BMMB - Dedica-se aos estudos e escrita de literatura infanto-juvenil, é uma área que a fascina?

L.D.S - Realmente essa área fascina-me e há longos anos que me interesso por tal estudo. Entrei para a Biblioteca Nacional porque me foi proposto realizar lá uma bibliografia da literatura infantil portuguesa a partir de 1927, pois até essa data já estava feita por Henrique Marques Júnior. Trabalhei, em equipa, alguns anos nesse projeto , que veio a ser abandonado quando um novo diretor nos disse que “ a literatura infantil não interessava nem ao menino Jesus”.
Foi para mim um desgosto abandonar o projeto mas, para que todo o trabalho executado não se perdesse, pus à disposição da grande investigadora que foi Natércia Rocha os elementos que tinha e muitos eram.
Tenho publicado artigos e feito conferências sobre o assunto.

BMMB - O que sentiu quando venceu o "Prémio Calouste Gulbenkian para o melhor livro infantil do biénio 1984-1985" e o "Grande Prémio Calouste Gulbenkian" pelo conjunto da sua obra em 1996?

L.D.S - Ao contrário do que me aconteceu ao ser-me atribuído o Prémio Maria Amália Vaz de Carvalho, senti-me muito feliz e honrada por receber esses prémios, atribuídos por uma fundação que tanto prezo e que tem tido uma importância fundamental no apoio à cultura em Portugal.
Um prémio é , naturalmente, um estímulo mas o meu maior estímulo é ouvir da boca de uma criança, de um jovem palavras de apreço.

BMMB - Como foi colaborar com a revista Rua Sésamo?

L.D.S - A revista Rua Sésamo bem como a sua congénere da televisão foram momentos altos dedicados aos mais novos. Colaborei em ambas. Na televisão havia um extremo cuidado com os textos que eram analisados por psicólogos, por professores e experimentados com grupos de crianças. Alguns tinham de ser refeitos para corresponderem exatamente ao pretendido.

------------------------------------

= Exercício breve =
Pode dar seguimento à entrevista sobre literatura infanto-juvenil, começando logo após a última frase?

= Dados fornecidos =
------------------------------------

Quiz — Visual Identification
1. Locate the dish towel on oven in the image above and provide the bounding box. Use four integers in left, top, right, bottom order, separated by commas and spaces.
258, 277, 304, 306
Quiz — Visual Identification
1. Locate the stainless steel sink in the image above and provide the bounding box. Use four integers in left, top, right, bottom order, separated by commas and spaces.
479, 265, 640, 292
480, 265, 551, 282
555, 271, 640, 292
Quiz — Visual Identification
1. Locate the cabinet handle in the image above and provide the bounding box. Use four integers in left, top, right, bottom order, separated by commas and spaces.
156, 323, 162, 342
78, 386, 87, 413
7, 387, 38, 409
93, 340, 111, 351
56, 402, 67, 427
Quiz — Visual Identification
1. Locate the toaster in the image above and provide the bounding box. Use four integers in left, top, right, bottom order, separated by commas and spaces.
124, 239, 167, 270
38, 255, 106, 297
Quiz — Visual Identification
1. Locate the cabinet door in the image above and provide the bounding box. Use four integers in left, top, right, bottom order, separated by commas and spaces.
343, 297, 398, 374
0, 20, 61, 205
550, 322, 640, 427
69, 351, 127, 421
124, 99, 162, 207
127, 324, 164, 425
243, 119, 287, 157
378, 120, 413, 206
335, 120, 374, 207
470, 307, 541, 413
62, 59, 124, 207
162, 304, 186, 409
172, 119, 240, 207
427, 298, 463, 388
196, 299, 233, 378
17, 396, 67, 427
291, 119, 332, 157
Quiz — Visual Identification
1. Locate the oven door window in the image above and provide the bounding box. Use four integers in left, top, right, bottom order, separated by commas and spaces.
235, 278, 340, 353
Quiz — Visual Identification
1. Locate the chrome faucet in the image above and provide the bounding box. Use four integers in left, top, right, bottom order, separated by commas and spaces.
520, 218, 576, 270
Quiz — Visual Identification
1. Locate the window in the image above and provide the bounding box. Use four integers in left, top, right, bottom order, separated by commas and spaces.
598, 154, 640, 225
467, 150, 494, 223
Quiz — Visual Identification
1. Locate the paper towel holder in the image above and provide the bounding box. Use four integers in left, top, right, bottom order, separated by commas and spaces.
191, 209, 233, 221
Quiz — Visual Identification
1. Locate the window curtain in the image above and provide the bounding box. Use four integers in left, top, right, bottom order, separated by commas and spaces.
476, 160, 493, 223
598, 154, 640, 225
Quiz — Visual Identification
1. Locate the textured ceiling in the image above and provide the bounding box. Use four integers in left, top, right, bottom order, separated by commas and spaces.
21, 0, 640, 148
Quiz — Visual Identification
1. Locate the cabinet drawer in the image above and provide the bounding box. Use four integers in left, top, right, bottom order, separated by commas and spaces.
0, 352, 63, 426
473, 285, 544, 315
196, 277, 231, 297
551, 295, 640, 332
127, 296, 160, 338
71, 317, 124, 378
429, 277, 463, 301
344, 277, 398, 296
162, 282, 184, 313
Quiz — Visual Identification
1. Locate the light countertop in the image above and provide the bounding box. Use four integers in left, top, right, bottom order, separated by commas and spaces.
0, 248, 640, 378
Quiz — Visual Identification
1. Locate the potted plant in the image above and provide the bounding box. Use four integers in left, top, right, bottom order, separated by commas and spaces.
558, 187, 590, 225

------------------------------------

= Resposta =
A revista dava muito mais liberdade criativa e  fui uma assídua colaboradora. Adorei esse trabalho e lamento que atualmente não exista nenhuma publicação com o mesmo nível.

BMMB - É especial para um autor ver o seu livro traduzido em várias línguas, saber que a sua obra chega a vários países do Mundo?

De facto, é uma agradável sensação mas infelizmente os textos portugueses não têm a mesma facilidade que os ingleses, por exemplo, em serem traduzidos. Somos a 5ª ou 6ª língua mais falada no mundo mas, em termos culturais, o nosso lugar fica bem mais atrás.

BMMB  - Acha que os seus livros podiam ser adaptados para uma série na televisão?

L.D.S - Alguns dos meus livros poderiam ser adaptados à televisão. Mas não tanto a séries, que optam , em geral, por obras com muitas aventuras, mesmo em coleções com vários livros desse género.

BMMB - Por falar em televisão, escreveu para a série juvenil "Alhos e Bugalhos", fale-nos sobre o projeto. 

L.D.S - Escrevi, com muito empenho e entusiasmo. Era uma série sobre a língua portuguesa em que cada episódio tratava de uma situação. Um era, por exemplo, sobre formas de tratamento, outro sobre felicitações, outro sobre relações familiares, etc. Mas tinha um desafio : os personagem eram, fundamentalmente os mesmos e tornava-se necessário criar uma história divertida em que viessem a propósito os temas a focar. Destinava-se a crianças portuguesas e ao ensino do português no estrangeiro.

BMMB - Que planos tem para o futuro? 

L.D.S - Os meus planos são tantos que não disporei de tempo de os realizar, por mais anos que viva. Tenho gavetas, blocos, cadernos cheios de ideias, de trabalhos iniciados que, por uma razão ou outra, não prossegui. Incluem poesia, prosa, teatro, CDs.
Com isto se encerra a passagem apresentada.